— BEGIN Document segment —

10 best drum songs you need to know

10.01.2022 Ben Maloney Drums

Ten absolutely gargantuan drum tunes coming your way. Quicker than a Neil Peart roll, cooler than a Steve Gadd swing, and heavier than a Phil Collins snare. From stadium-rock anthems to dainty pop ballads, via everything in between, behold: some of the drumming pantheon’s greatest performances. 

How have they been assembled? These tunes, while featuring astonishing skill, inspired creativity and a pioneering approach to drumming, together exhibit the broadest possible array of styles and techniques. Quality is important, but organising an even spread is no less crucial here.

That’s because you, the drummer, should be exposed to as much as can be shown in the space of ten songs that are optimal to learn. Go and find these works on nkoda, witness just what it is that makes this drum music great, try your hand at what captures your imagination, and discover your unique offering. 
 

Best drum songs of all time
 

  1. ‘Paradise City’ by Guns N’ Roses
  2. ‘Papa’s Got a Brand New Bag’ by James Brown
  3. ‘Breezeblocks’ by Alt-J
  4. ‘Highway to Hell’ by AC/DC
  5. Drum of Orfeo by Marta Ptaszyńska
  6. ‘Virtual Insanity’ by Jamiroquai
  7. ‘Go Your Own Way’ by Fleetwood Mac
  8. ‘Baby Love’ by The Supremes
  9. ‘No One Knows’ by Queens of the Stone Age
  10. ‘Comfortably Numb’ by Pink Floyd

1. ‘Paradise City’ by Guns N’ Roses

So simple, but so powerful. The iconic drum pattern rings out as Guns N’ Roses guitarist Slash plays his equally iconic riff in the intro to ‘Paradise City’. It’s nothing but a standard backbeat pattern, just with the second kick of each bar pushed back a quaver - and with flams added to both the snare strikes. That’s vital.

— END Document segment —

- **Tasks to complete**
1. Answer these about the drum songs article:
(a) Which work is at number 5 on the list?
(b) Where does the article suggest you go to find these works?
(c) In the 'Paradise City' pattern, how far is the second kick of each bar pushed back?
2. Repeat the drum songs article word for word, from "How have they" up to and including "your unique offering.".

— BEGIN Given information —

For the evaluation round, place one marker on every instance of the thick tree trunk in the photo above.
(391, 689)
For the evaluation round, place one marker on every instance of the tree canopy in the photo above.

— END Given information —

- **Task responses**
1.
(a) Drum of Orfeo by Marta Ptaszyńska
(b) nkoda
(c) A quaver

2.
How have they been assembled? These tunes, while featuring astonishing skill, inspired creativity and a pioneering approach to drumming, together exhibit the broadest possible array of styles and techniques. Quality is important, but organising an even spread is no less crucial here.

That’s because you, the drummer, should be exposed to as much as can be shown in the space of ten songs that are optimal to learn. Go and find these works on nkoda, witness just what it is that makes this drum music great, try your hand at what captures your imagination, and discover your unique offering.